Article =>
Peu de gens sont au fait de cette question, on entend tout et son contraire, depuis les plus extrêmes préjugés jusqu'à des positions assez osées et délicates de la part de certains prêtres.
Cela montre finalement l'importance de ce sacrement, le coeur de la foi chrétienne, de quelque confession qu'elle soit, et notre limite à nous accepter mutuellement dans la façon dont nous célébrons. C'est tout notre rapport au sacré qui est mis en jeu, sans parler d'une approche de la Vérité, libérale et laissée à l'appréciation personnelle dans la vision protestante, et bien davantage institutionnelle et cadrée dans la vision catholique... Ceci dit sans aucun jugement de ma part, c'est un simple constat.
Le grand danger dans ce genre de discussion, est la tentation de jeter le bébé avec l'eau du bain... Je ne pense pas qu'il faille faire de l'accueil eucharistique systématiquement, en oubliant pour qui, pourquoi on le fait... ou pas. Mais nuancer les propos, expliquer, inviter à découvrir la richesse d'une transsubstantiation, ou au contraire la force fraternelle d'une sainte Cène... Ce serait tellement plus riche que prendre une position de principe !
"On ne souffre que de ses limites", a l'habitude de dire un ami. A bon entendeur...
Bonjour.

À faire =>
• 1. Recopiez mot pour mot le passage de l'article allant de « Peu de gens » à « de certains prêtres. ».
• 2. Répondez brièvement d'après l'article :
(a) Comment l'approche de la Vérité est-elle qualifiée dans la vision protestante ?
(b) Quel est le grand danger dans ce genre de discussion ?
(c) Quelle phrase un ami a-t-il l'habitude de dire ?

Documents fournis =>
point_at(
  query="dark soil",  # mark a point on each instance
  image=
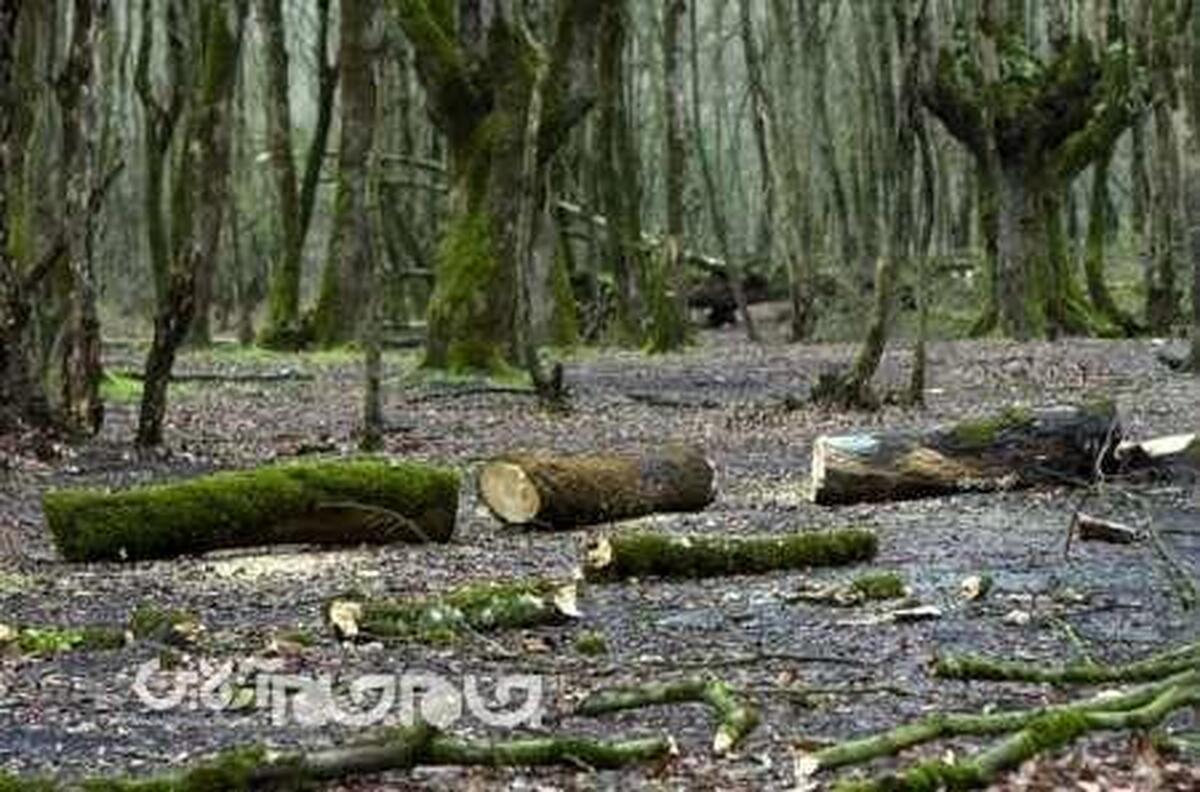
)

Corrigé =>
• 1.
Peu de gens sont au fait de cette question, on entend tout et son contraire, depuis les plus extrêmes préjugés jusqu'à des positions assez osées et délicates de la part de certains prêtres.

• 2.
(a) Libérale et laissée à l'appréciation personnelle.
(b) La tentation de jeter le bébé avec l'eau du bain.
(c) « On ne souffre que de ses limites ».